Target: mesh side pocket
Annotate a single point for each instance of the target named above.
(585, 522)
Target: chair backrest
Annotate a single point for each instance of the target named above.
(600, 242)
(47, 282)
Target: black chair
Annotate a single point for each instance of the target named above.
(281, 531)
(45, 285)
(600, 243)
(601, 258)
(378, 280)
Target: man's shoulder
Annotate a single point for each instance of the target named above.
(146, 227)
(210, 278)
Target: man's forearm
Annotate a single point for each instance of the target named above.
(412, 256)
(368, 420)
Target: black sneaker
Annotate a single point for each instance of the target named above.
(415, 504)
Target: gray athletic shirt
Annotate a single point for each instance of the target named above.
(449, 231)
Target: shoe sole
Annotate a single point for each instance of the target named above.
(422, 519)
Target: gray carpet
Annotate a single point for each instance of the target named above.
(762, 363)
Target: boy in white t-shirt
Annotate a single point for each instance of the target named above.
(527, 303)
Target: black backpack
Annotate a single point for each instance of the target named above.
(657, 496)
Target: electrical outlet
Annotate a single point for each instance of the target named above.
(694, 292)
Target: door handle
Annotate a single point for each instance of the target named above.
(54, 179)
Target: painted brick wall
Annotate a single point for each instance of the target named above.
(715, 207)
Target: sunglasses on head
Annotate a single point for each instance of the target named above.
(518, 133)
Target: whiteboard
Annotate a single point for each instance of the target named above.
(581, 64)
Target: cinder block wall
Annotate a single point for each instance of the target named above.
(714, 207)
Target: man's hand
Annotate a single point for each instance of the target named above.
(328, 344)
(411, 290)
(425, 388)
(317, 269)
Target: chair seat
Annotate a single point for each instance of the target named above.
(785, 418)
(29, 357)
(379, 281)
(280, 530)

____________________

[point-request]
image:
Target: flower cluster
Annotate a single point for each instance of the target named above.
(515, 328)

____________________

WHAT YOU WILL DO:
Please count the lines in the entries above that contain the string "shirt", and reply with the number alone.

SOLUTION BELOW:
2